(Natural-language object grounding data)

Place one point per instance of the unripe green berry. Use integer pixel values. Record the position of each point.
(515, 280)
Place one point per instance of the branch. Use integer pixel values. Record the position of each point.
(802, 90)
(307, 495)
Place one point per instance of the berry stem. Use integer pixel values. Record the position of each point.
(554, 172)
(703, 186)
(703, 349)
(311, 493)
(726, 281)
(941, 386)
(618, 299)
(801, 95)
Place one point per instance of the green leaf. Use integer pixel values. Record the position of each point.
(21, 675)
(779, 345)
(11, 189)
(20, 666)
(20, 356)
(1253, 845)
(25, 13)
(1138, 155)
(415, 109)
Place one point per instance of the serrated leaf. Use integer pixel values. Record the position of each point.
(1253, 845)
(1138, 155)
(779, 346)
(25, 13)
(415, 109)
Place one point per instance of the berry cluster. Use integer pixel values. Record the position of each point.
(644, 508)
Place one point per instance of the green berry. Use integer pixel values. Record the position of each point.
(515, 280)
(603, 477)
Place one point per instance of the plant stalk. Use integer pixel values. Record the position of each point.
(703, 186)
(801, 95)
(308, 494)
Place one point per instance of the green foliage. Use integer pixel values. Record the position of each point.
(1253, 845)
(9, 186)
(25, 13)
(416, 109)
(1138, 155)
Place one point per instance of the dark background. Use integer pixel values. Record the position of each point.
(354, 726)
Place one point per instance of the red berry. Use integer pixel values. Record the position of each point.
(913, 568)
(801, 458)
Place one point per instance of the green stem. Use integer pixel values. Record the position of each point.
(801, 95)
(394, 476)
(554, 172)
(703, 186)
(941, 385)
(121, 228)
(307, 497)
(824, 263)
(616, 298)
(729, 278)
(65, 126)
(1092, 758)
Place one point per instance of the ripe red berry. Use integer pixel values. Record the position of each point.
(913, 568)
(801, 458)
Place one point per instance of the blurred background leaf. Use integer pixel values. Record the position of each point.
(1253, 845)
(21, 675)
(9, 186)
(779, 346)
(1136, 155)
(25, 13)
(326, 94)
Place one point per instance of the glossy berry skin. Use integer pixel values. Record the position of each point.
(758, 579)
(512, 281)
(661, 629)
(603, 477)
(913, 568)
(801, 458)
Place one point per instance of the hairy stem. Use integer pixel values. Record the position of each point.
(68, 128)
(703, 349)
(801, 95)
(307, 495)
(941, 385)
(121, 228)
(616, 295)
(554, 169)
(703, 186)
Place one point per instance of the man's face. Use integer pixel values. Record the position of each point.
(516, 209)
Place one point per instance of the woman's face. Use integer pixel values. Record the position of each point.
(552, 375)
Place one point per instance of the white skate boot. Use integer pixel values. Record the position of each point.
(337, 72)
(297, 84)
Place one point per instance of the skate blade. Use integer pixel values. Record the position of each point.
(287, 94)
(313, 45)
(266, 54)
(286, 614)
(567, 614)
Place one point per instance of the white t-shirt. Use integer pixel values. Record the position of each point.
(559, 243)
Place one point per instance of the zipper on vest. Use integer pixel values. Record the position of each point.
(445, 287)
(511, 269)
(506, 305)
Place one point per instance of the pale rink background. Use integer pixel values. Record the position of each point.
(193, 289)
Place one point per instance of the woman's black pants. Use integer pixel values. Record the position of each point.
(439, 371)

▶ [Instructions for the task]:
Type the records out again. Match them exactly.

▶ [Answer to this task]:
Place one point per instance of the unripe green berry. Use integer pixel values. Record the position of each point.
(515, 280)
Place one point per instance of the branch. Use integer pixel values. Record the position of each point.
(802, 90)
(307, 495)
Place one point per instance of the berry stem. Use integer pixel values. Record the position of each point.
(554, 172)
(703, 186)
(703, 349)
(311, 493)
(726, 281)
(941, 386)
(618, 299)
(801, 95)
Place one point per instance of the green leaf. Use integer pixel values. Record the position of each point.
(21, 675)
(779, 345)
(11, 189)
(20, 666)
(20, 356)
(1253, 845)
(25, 13)
(1138, 155)
(415, 109)
Place one point per instance of the serrated leaf. Use integer pixel values. Record the position of each point.
(1253, 845)
(1138, 155)
(779, 346)
(25, 13)
(415, 109)
Place one point per instance of the berry cluster. Use integer pixel values. Record the position of each point.
(644, 508)
Place one point per instance of the green berry. Use integer pixel values. Record the position of each point.
(515, 280)
(603, 477)
Place one point per instance of the plant stalk. Use integer pixel values. Record the position of each point.
(703, 186)
(801, 95)
(308, 494)
Place one point per instance of the green foliage. Use integer pixel values. Record the position of each point.
(1253, 845)
(9, 186)
(25, 13)
(416, 109)
(1138, 155)
Place one point per instance of the dark background. Use integer pixel values. Record the position of each point.
(354, 726)
Place one point per instance of the red berry. Use integer pixel values. Record the position of each point.
(913, 568)
(801, 458)
Place one point per instance of the green stem. Use integer pixel values. Record the position of each point.
(801, 95)
(394, 476)
(554, 172)
(703, 186)
(941, 385)
(121, 228)
(307, 497)
(824, 263)
(616, 298)
(729, 278)
(65, 126)
(1092, 758)
Place one point per instance of the ripe red berry. Use integer pixel values. Record the position of each point.
(913, 568)
(801, 458)
Place one point per instance of the blurred background leaf. Use integer pixel values. Record the position of each point.
(1253, 845)
(21, 675)
(9, 186)
(779, 346)
(1136, 155)
(25, 13)
(326, 94)
Place one point per instance of the glossy berry skin. Use integer pixel values. Record the position of each point.
(758, 579)
(512, 281)
(661, 629)
(603, 477)
(913, 568)
(801, 458)
Place one point per instance of the hairy stem. Use integer pixel values. Record the position of each point.
(68, 128)
(703, 349)
(801, 95)
(307, 495)
(941, 385)
(121, 228)
(616, 295)
(554, 169)
(703, 186)
Place one point per instance of the man's face. Use integer pixel values. Record the position of each point.
(516, 209)
Place one point per instance of the woman's face. Use integer pixel values. Record the position of each point.
(552, 375)
Place one point per instance of the white skate boot. Use integer pixel values. Record the position of each point.
(337, 72)
(297, 84)
Place one point per instance of the skate blade. Use integer pixel values. Record the position of each point.
(287, 94)
(313, 45)
(266, 54)
(286, 614)
(567, 614)
Place one point per instance of the white t-shirt. Use integer pixel values. Record the position of each point.
(559, 243)
Place one point per instance of the zipper on vest. Use integer pixel values. Record the position of each point.
(445, 287)
(511, 269)
(506, 305)
Place one point per instance of the pale rink background. Use integer pixel values. Record the position of each point.
(193, 289)
Place one point per instance of the woman's black pants. Use integer pixel values. Record the position of each point.
(439, 371)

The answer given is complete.